> **TASK TO CARRY OUT**
Give back exactly the line containing "smartphone and report the position of each." together with all the lines after it, ending at the final line below.

MATERIAL SUPPLIED section start

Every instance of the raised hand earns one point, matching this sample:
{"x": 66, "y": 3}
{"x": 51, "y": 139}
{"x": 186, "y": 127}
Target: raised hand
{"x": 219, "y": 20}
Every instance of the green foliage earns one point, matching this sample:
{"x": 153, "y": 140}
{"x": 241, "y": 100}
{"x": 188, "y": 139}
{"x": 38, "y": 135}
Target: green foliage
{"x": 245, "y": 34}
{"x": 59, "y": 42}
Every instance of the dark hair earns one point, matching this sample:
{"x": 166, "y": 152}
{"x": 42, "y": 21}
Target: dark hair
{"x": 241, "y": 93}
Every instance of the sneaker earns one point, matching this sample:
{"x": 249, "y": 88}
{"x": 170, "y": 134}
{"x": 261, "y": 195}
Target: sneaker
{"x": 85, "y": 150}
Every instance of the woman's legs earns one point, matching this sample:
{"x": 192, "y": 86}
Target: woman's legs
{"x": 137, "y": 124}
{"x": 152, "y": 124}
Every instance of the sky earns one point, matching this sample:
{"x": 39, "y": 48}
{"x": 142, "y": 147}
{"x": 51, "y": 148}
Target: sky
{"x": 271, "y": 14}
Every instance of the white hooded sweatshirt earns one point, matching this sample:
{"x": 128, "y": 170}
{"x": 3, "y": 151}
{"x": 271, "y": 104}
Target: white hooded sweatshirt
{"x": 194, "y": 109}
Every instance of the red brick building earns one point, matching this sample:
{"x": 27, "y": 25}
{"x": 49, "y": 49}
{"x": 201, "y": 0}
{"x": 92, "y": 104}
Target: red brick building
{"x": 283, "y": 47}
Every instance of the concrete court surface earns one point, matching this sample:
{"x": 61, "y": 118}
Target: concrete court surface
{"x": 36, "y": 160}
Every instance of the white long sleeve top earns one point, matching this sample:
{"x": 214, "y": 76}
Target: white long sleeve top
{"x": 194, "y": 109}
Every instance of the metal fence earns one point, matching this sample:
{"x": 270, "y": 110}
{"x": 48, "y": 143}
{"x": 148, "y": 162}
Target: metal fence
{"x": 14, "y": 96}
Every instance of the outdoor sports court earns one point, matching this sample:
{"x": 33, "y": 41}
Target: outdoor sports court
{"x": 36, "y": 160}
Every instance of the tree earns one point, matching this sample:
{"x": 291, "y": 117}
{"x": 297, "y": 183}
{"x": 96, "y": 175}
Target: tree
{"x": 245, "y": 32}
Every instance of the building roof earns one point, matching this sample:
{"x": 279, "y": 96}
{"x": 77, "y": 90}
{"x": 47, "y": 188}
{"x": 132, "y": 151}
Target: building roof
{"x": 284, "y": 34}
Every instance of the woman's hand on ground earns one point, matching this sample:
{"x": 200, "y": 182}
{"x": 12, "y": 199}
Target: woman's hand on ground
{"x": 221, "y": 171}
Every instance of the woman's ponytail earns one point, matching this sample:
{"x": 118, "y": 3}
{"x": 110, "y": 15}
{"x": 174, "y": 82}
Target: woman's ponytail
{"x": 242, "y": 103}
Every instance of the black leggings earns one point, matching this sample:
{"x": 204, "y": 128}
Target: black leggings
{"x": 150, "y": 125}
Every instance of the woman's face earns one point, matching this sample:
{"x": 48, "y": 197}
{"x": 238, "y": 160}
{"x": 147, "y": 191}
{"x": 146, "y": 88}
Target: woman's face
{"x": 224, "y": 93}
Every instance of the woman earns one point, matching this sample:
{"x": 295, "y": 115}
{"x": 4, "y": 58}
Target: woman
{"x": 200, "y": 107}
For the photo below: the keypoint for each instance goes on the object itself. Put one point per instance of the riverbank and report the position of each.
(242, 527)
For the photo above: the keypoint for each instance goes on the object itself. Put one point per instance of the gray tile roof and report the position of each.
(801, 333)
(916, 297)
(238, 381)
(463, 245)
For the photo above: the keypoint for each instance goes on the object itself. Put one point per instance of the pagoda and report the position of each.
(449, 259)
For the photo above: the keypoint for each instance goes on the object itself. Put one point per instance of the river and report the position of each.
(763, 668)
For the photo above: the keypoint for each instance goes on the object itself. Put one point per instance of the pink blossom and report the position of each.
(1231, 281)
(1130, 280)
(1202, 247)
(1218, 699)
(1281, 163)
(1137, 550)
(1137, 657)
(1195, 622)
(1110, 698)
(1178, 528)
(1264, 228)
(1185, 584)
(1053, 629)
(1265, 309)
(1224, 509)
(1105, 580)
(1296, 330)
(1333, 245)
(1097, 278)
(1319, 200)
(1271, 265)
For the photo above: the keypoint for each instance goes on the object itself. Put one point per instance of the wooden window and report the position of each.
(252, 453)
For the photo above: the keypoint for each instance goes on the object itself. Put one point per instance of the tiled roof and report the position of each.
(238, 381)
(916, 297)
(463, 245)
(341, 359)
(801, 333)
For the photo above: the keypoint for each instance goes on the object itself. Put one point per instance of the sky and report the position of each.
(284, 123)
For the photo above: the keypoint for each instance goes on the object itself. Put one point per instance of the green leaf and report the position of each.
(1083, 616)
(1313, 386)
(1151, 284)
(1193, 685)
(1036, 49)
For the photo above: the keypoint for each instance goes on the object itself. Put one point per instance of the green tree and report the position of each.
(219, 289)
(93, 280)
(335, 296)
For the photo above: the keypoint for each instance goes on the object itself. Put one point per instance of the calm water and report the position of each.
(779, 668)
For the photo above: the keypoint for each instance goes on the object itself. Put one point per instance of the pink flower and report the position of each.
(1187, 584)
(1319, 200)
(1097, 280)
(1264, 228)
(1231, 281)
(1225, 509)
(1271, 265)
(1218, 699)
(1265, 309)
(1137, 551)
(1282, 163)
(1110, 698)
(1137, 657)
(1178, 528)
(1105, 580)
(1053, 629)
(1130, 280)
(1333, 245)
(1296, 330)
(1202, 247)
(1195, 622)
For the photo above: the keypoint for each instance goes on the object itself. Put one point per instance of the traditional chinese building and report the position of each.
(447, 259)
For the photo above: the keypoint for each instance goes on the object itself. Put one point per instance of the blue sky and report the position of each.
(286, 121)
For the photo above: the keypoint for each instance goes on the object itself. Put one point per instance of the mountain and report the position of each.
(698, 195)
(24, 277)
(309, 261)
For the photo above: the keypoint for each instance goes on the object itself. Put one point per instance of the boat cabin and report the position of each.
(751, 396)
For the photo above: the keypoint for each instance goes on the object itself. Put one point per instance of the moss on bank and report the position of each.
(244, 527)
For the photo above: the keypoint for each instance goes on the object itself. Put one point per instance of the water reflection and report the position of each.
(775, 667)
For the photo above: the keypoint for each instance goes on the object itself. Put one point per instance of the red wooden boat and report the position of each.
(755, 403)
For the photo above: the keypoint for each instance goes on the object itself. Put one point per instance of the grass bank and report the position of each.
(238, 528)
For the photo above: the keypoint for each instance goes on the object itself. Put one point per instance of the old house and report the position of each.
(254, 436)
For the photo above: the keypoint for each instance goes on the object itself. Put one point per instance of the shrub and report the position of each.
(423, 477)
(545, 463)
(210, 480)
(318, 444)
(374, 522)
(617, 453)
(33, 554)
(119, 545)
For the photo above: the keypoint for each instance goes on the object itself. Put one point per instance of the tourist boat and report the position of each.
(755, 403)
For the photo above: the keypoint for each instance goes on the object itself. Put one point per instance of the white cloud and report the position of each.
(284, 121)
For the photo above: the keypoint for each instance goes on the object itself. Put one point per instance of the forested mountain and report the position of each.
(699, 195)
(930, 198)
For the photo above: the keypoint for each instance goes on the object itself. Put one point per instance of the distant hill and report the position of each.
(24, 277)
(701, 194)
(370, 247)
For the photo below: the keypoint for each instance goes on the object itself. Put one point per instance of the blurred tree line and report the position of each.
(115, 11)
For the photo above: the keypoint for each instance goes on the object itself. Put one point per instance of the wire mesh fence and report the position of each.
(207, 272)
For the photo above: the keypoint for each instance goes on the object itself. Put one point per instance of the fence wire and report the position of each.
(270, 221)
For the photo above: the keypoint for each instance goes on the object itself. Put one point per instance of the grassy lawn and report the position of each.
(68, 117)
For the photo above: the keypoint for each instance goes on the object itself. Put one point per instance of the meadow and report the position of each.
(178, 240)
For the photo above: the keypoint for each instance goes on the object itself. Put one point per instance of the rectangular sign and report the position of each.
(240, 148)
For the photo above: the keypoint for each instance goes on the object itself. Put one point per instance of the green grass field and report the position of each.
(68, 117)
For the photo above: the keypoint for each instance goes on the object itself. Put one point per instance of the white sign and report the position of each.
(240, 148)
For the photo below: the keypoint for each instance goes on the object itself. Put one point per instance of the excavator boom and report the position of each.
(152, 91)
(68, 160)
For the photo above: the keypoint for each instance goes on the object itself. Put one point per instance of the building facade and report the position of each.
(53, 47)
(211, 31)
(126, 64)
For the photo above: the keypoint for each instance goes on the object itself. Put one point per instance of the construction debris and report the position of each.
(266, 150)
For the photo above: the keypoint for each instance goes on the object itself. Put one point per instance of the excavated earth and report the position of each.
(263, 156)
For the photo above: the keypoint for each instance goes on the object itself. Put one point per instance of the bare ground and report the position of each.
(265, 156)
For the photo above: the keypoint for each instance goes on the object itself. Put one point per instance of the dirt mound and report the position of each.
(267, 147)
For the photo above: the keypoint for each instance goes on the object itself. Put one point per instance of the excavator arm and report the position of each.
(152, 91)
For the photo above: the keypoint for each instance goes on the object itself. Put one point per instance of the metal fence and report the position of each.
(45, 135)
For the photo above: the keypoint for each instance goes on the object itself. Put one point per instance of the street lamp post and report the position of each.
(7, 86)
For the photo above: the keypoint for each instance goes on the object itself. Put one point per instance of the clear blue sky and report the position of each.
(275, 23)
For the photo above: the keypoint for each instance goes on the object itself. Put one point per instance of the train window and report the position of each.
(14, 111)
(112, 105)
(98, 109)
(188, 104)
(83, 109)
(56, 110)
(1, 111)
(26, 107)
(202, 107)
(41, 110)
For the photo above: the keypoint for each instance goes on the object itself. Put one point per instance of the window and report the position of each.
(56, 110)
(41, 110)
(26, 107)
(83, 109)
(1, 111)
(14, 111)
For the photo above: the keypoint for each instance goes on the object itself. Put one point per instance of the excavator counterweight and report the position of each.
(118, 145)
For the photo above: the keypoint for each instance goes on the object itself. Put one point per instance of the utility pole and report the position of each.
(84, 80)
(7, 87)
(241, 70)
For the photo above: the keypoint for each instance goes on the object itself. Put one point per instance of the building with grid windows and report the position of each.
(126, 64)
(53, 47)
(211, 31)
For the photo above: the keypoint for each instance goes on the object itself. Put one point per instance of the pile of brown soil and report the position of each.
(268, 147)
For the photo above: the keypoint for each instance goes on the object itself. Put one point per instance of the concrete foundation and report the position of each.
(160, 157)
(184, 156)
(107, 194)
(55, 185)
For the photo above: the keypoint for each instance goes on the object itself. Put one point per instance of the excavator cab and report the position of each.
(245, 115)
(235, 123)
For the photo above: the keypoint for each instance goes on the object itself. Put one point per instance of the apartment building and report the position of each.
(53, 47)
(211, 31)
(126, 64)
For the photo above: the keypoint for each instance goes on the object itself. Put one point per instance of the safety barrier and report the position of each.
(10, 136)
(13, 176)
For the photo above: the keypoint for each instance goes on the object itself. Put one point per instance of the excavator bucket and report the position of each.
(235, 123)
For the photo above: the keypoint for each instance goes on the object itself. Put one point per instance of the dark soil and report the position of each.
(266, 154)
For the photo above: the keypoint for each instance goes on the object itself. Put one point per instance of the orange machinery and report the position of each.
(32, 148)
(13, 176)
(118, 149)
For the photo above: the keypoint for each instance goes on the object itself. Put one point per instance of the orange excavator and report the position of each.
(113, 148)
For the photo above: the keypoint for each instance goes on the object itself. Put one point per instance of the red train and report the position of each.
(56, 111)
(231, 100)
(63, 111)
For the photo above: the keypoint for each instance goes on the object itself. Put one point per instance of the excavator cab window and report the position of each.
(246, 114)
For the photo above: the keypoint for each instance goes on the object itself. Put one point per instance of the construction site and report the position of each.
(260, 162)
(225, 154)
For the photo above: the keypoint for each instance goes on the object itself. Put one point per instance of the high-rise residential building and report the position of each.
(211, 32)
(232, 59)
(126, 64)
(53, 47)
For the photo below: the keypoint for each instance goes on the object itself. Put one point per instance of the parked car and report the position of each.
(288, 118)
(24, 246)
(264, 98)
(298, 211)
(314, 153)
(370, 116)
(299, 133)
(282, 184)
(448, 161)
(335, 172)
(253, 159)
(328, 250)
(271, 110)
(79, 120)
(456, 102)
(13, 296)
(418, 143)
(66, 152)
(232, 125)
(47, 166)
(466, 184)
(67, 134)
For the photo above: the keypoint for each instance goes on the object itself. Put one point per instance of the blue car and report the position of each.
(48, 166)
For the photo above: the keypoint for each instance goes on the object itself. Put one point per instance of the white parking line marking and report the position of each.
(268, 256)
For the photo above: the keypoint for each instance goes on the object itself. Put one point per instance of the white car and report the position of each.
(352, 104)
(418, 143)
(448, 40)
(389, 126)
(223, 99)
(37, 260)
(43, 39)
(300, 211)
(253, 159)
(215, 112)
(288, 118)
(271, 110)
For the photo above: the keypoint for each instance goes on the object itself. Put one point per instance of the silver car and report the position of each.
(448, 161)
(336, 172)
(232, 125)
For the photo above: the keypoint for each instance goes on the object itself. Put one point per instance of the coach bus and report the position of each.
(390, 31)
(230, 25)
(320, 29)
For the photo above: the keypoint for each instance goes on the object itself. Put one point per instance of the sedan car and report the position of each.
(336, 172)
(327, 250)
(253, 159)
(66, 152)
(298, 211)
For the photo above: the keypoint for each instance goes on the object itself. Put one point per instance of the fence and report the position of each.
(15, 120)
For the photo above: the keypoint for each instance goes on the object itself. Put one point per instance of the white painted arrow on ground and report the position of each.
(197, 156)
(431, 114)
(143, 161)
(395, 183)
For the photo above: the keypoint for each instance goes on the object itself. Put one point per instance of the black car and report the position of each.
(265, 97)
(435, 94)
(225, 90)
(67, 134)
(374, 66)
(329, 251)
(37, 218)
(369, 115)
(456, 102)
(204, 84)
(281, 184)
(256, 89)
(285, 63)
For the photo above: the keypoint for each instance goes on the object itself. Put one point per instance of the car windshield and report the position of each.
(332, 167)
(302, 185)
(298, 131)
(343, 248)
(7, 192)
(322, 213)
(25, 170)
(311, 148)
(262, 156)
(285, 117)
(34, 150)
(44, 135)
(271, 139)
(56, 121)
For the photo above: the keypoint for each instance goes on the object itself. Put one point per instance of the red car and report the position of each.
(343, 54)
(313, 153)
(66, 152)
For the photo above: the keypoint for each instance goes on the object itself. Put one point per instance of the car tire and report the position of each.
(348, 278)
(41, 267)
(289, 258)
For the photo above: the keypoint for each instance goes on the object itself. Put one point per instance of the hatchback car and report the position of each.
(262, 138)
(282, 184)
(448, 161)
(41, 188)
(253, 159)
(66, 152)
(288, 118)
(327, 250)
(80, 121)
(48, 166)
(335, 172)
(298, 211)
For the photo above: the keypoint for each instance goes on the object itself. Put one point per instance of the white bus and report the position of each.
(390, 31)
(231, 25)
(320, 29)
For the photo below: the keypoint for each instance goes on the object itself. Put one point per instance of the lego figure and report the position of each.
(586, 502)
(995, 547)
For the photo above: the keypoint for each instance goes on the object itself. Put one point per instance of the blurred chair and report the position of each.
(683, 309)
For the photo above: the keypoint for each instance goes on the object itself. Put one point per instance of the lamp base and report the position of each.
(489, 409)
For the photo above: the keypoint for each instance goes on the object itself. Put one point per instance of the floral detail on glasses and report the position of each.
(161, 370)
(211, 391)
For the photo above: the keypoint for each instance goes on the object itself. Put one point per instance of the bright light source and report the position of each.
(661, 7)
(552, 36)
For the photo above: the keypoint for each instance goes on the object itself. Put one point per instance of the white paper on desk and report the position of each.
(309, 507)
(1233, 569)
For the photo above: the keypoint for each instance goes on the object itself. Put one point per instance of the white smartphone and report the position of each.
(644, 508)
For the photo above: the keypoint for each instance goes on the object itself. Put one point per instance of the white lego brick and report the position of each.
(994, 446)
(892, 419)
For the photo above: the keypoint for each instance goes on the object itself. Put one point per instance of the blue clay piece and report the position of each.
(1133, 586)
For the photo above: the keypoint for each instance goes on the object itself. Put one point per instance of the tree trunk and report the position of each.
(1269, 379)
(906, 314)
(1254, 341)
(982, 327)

MATERIAL SUPPLIED section end

> **THE ANSWER**
For the photo above: the keypoint for each instance goes on the object itself. Put one point per instance of the white smartphone and report the position of each.
(644, 508)
For the photo above: the keypoint for each instance goes on the object itself. Put one point per instance of the white lego brick and report the position of each.
(994, 446)
(892, 419)
For the photo above: the keypoint for each instance goes on the object itself. Put one point per instance of the blue clay piece and report the position of each.
(1133, 586)
For the photo above: the keypoint for each instance goes on the object itself. Put one point per instance of the tree trunk and report the position of each.
(1269, 379)
(906, 314)
(1254, 341)
(982, 327)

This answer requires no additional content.